Fix 8 HPC-sensitive bugs: GPU kernels, MPI broadcast, domain decomposition (#1242)

sbryngelson · web-flow · commit 1412eb2a9362 · 2026-02-26T16:44:28.000-05:00
diff --git a/src/common/m_finite_differences.fpp b/src/common/m_finite_differences.fpp
@@ -50,7 +50,7 @@ contains
                         if (z == iz_s%beg) then
                             divergence = divergence + (-3._wp*fields(3)%sf(x, y, z) + 4._wp*fields(3)%sf(x, y, z + 1) - fields(3)%sf(x, y, z + 2))/(z_cc(z + 2) - z_cc(z))
                         else if (z == iz_s%end) then
-                            divergence = divergence + (+3._wp*fields(3)%sf(x, y, z) - 4._wp*fields(3)%sf(x, y, z - 1) + fields(2)%sf(x, y, z - 2))/(z_cc(z) - z_cc(z - 2))
+                            divergence = divergence + (+3._wp*fields(3)%sf(x, y, z) - 4._wp*fields(3)%sf(x, y, z - 1) + fields(3)%sf(x, y, z - 2))/(z_cc(z) - z_cc(z - 2))
                         else
                             divergence = divergence + (fields(3)%sf(x, y, z + 1) - fields(3)%sf(x, y, z - 1))/(z_cc(z + 1) - z_cc(z - 1))
                         end if
diff --git a/src/common/m_mpi_common.fpp b/src/common/m_mpi_common.fpp
@@ -936,9 +936,9 @@ contains
                                         (j + buff_size*((k + 1) + (n + 1)*l))
                                     q_comm(i)%sf(j + unpack_offset, k, l) = real(buff_recv(r), kind=stp)
 #if defined(__INTEL_COMPILER)
-                                    if (ieee_is_nan(q_comm(i)%sf(j, k, l))) then
+                                    if (ieee_is_nan(q_comm(i)%sf(j + unpack_offset, k, l))) then
                                         print *, "Error", j, k, l, i
-                                        error stop "NaN(s) in recv"

§ COLLECTED DATA
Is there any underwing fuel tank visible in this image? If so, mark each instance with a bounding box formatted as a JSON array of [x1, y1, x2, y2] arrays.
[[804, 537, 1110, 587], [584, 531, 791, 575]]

§ CHALLENGES
1. Decide whether each statement agrees with the bug-fix commit diff above. Answer yes or no for each, and quote the words from the diff that settle it.
(a) In the `z == iz_s%end` branch, the corrected divergence line uses `fields(3)` for the `z - 2` term.
(b) The NaN check on received data is compiled only when the GNU compiler is in use.
(c) The corrected NaN check tests the element at index `j + unpack_offset`.
2. Continue the bug-fix commit diff from its final shown line.

§ THE REPLIES
1.
(a) Yes: "+ fields(3)%sf(x, y, z - 2)"
(b) No: "#if defined(__INTEL_COMPILER)"
(c) Yes: "ieee_is_nan(q_comm(i)%sf(j + unpack_offset, k, l))"

2.
+                                        call s_mpi_abort("NaN(s) in recv")
                                     end if
 #endif
                                 end do
@@ -991,9 +991,9 @@ contains
                                          ((k + buff_size) + buff_size*l))
                                     q_comm(i)%sf(j, k + unpack_offset, l) = real(buff_recv(r), kind=stp)
 #if defined(__INTEL_COMPILER)
-                                    if (ieee_is_nan(q_comm(i)%sf(j, k, l))) then
+                                    if (ieee_is_nan(q_comm(i)%sf(j, k + unpack_offset, l))) then
                                         print *, "Error", j, k, l, i
-                                        error stop "NaN(s) in recv"
+                                        call s_mpi_abort("NaN(s) in recv")
                                     end if
 #endif
                                 end do
@@ -1050,9 +1050,9 @@ contains
                                           (l + buff_size)))
                                     q_comm(i)%sf(j, k, l + unpack_offset) = real(buff_recv(r), kind=stp)
 #if defined(__INTEL_COMPILER)
-                                    if (ieee_is_nan(q_comm(i)%sf(j, k, l))) then
+                                    if (ieee_is_nan(q_comm(i)%sf(j, k, l + unpack_offset))) then
                                         print *, "Error", j, k, l, i
-                                        error stop "NaN(s) in recv"
+                                        call s_mpi_abort("NaN(s) in recv")
                                     end if
 #endif
                                 end do
@@ -1153,8 +1153,6 @@ contains
 
         if (igr) then
             recon_order = igr_order
-        else
-            recon_order = weno_order
         end if
 
         ! 3D Cartesian Processor Topology
diff --git a/src/common/m_variables_conversion.fpp b/src/common/m_variables_conversion.fpp
@@ -852,11 +852,11 @@ contains
                     end if
 
                     if (hypoelasticity) then
+                        if (cont_damage) G_K = G_K*max((1._wp - qK_cons_vf(damage_idx)%sf(j, k, l)), 0._wp)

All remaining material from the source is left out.